Data records:
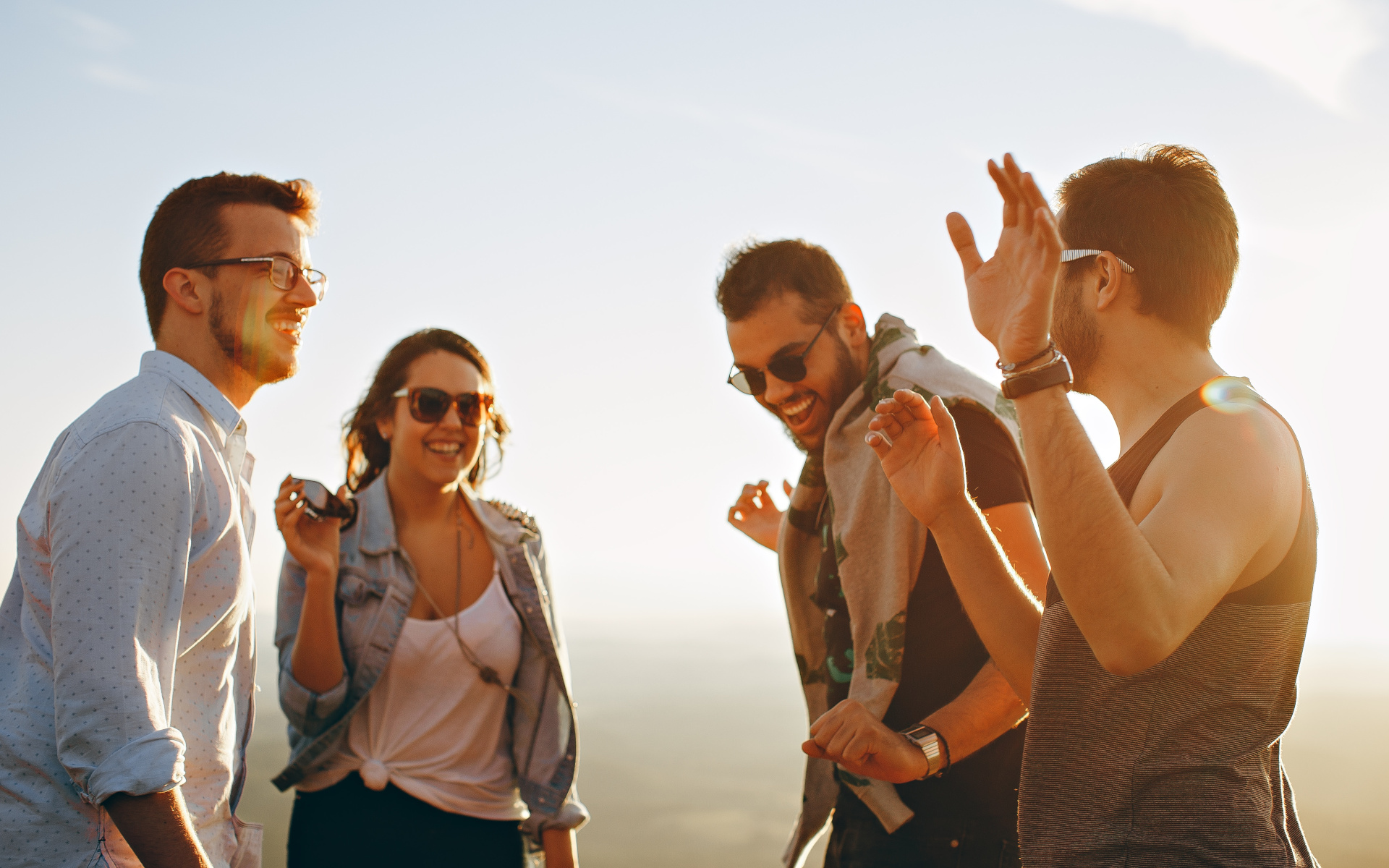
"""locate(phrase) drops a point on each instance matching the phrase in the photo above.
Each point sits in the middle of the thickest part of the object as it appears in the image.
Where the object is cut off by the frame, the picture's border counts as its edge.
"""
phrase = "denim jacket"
(375, 588)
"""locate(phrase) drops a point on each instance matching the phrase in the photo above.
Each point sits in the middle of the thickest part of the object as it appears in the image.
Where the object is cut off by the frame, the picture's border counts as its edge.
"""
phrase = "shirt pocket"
(360, 596)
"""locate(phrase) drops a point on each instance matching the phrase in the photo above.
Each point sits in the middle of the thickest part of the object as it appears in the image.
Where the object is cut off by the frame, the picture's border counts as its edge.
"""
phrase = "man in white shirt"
(127, 634)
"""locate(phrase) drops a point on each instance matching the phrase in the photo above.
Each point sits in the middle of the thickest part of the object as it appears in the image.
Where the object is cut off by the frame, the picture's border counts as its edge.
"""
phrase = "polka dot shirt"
(127, 629)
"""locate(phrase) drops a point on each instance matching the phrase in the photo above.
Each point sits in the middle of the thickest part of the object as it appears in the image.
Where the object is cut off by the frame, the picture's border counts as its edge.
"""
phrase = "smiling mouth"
(291, 328)
(798, 412)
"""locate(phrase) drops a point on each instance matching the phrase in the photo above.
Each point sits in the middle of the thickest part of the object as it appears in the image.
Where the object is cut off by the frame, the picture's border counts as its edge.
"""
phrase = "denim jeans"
(925, 842)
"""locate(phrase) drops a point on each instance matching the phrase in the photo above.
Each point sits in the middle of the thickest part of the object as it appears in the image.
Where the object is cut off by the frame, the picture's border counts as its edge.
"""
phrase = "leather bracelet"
(1013, 365)
(1056, 374)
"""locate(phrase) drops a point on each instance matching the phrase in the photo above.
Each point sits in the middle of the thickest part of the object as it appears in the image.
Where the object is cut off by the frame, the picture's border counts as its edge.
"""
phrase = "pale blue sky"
(558, 182)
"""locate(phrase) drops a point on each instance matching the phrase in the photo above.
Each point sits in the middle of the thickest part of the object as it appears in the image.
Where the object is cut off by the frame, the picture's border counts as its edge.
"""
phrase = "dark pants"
(350, 825)
(937, 842)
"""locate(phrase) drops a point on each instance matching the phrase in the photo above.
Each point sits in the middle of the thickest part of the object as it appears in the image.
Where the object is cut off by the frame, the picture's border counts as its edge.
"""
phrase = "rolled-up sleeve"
(122, 514)
(307, 712)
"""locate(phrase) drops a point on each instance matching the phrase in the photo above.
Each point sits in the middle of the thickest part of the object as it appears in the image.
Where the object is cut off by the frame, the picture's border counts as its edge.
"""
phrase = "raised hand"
(313, 543)
(1010, 295)
(756, 516)
(920, 453)
(863, 745)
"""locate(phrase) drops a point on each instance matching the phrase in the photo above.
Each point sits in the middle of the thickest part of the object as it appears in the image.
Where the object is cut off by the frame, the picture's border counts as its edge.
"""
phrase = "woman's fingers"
(945, 424)
(1010, 196)
(963, 239)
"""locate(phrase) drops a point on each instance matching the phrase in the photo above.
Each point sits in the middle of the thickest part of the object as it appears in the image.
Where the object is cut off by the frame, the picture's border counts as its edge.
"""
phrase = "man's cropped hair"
(1164, 213)
(188, 226)
(759, 271)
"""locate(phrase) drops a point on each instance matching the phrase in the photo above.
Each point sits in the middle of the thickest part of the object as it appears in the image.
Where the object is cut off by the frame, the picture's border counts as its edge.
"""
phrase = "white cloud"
(116, 77)
(1310, 43)
(98, 33)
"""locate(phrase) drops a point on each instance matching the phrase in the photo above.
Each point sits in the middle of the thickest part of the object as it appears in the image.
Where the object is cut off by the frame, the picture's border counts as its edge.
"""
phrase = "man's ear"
(1113, 281)
(182, 288)
(853, 323)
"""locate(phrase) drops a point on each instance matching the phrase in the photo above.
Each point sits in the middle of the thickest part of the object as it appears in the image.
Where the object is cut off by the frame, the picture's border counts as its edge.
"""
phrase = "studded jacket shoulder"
(517, 514)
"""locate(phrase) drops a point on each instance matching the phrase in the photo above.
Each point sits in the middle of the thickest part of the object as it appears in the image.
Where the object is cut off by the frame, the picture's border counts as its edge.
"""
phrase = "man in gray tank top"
(1162, 667)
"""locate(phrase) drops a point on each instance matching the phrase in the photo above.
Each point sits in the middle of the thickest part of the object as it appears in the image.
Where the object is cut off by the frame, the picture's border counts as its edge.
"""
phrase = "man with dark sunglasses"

Required work:
Transcribe the whole listing exactly but exclude images.

Answer area:
"""locate(phrase) drops a point on each instance matching the phrase in the photo above.
Each point sits in the middle of the thickest part of the object as it appears in the image.
Where the object is cut off by the frame, the picture's border counts as its edge.
"""
phrase = "denim jacket"
(375, 588)
"""locate(phrase) drops a point on each instance matching the phrase in the photo above.
Each point sits in the middle of the thickest part of the object as it appears in the image.
Where the object is cut off by the frame, the picture's border counts as its edge.
"""
phrase = "shirt pocket"
(360, 596)
"""locate(phrase) drops a point on each instance matching the phrase in the photo above.
Each point sits in the middle of the thickest part of the object as it appears in the image.
Where the object is cut off by the frame, the picture's border counts as its edge.
"""
phrase = "man in white shirt"
(127, 634)
"""locate(phrase) drops a point on each instance matching the phrase in the photo above.
Each point sits in the middle of the thickest part of the object as it appears in the image.
Where the object is cut off by the frame, the picture's border counts as its edge.
"""
phrase = "polka dot shirt"
(127, 629)
"""locate(phrase) drops a point on each instance matching the phrase in the photo above.
Each point sits in the middle of the thickest part of the object as it appears in the image.
Where the object is cut off by the frame, the picture's border counts as its edge.
"""
phrase = "smiling mouth"
(291, 328)
(798, 412)
"""locate(phrase) drops a point on each instance matching the phrase in the photo above.
Each point sits in the middle of the thickest part of the object as it appears in the image.
Where the object is cut off by the frame, the picture's border counts as its edge.
"""
phrase = "denim jeans"
(925, 842)
"""locate(phrase) drops a point on each instance matching the phrase in the photo above.
Each point sits in the middle of the thickest part of the object as it appears in the image.
Where the object is cut off by the frame, the picture's border counts as its edge.
"""
phrase = "leather bracelet"
(1013, 365)
(1056, 374)
"""locate(phrase) drops a point on each instance matching the phrase in the photo above.
Each point sits in the middle of the thickest part of the object as it appears in the image.
Where the object is cut off by the frame, the picture's border counts as its edge.
"""
phrase = "pale blue sky"
(558, 182)
"""locate(phrase) drops a point on each instance matching the phrase in the photo above.
Each point sits in the middle of the thickest part of the object as it appears in the image.
Where the object is cut off by the frame, the picture's border counts as its edge.
"""
phrase = "dark pants"
(350, 825)
(937, 842)
"""locate(phrase) drops a point on each instance matching the phrase in the photo above.
Each point sits in the middle of the thickest part of the object as it appears in the image.
Where the object is cut off by the frame, the picture's border counts as its edge.
"""
phrase = "rolled-up sleeve"
(122, 514)
(307, 712)
"""locate(phrase) drops a point on each instance matching the phrase in the photo above.
Each point sits in the middle of the thickest part of the object as it appears in the image.
Where the object is cut off by the frame, the picture's border counts as its edge.
"""
phrase = "raised hand"
(313, 543)
(1010, 295)
(756, 516)
(920, 453)
(863, 745)
"""locate(phrase) drops a point on each instance matching the phrase in the photo above.
Each point sits in the middle of the thickest part of the object as it appears in the image.
Where the object is cut off by the frame, the picture's border counts as its edge.
"""
phrase = "woman's fingers"
(945, 424)
(1010, 196)
(963, 239)
"""locate(phrase) drops a point on each instance matching the phrase in the photo above.
Each point sits in the middle of the thickest part of the object as it appears in the image.
Where the object is cut off by the frame, the picture's border counts as its edge.
"""
phrase = "man's cropped hair"
(1164, 213)
(188, 226)
(759, 271)
"""locate(phrase) drops a point on each instance matching the phrase in the photo above.
Each point sits in the middle of the thickest part of the object as it appears in the image.
Where the object is cut off by the frame, the picture's border counts as its edge.
"""
phrase = "white cloud"
(116, 77)
(1310, 43)
(98, 33)
"""locate(phrase) drops a point on each instance matching the phrase in the photo above.
Each point sits in the middle of the thickest part of the object as it appears in the image.
Where the object is cut off by the frame, the picture's border counts as its edge.
"""
phrase = "man's ear"
(1113, 281)
(182, 288)
(853, 323)
"""locate(phrase) drops a point on each instance matching the phrase in the photo above.
Each point sits in the middle of the thickest part of the object as it appears in the image.
Where the object is cut off by the frame, the picture's border counts as its edge.
"""
phrase = "studded jacket shoulder"
(517, 514)
"""locate(phrase) drops a point on each instance matching the phrase in the photo above.
Each point sits in the middle of the thickest part of the object as it appears in the image.
Where the object is cut off by the frame, the picture's border counts as its edge.
"""
phrase = "man in gray tank top"
(1162, 667)
"""locate(phrase) drops a point on each instance matching the phrase in the photo above.
Each point sits in the middle of the thickest part of the object as it appears in the image.
Where the object is cut off by the frame, the picture's border counts as its edge.
"""
phrase = "man with dark sunglasses"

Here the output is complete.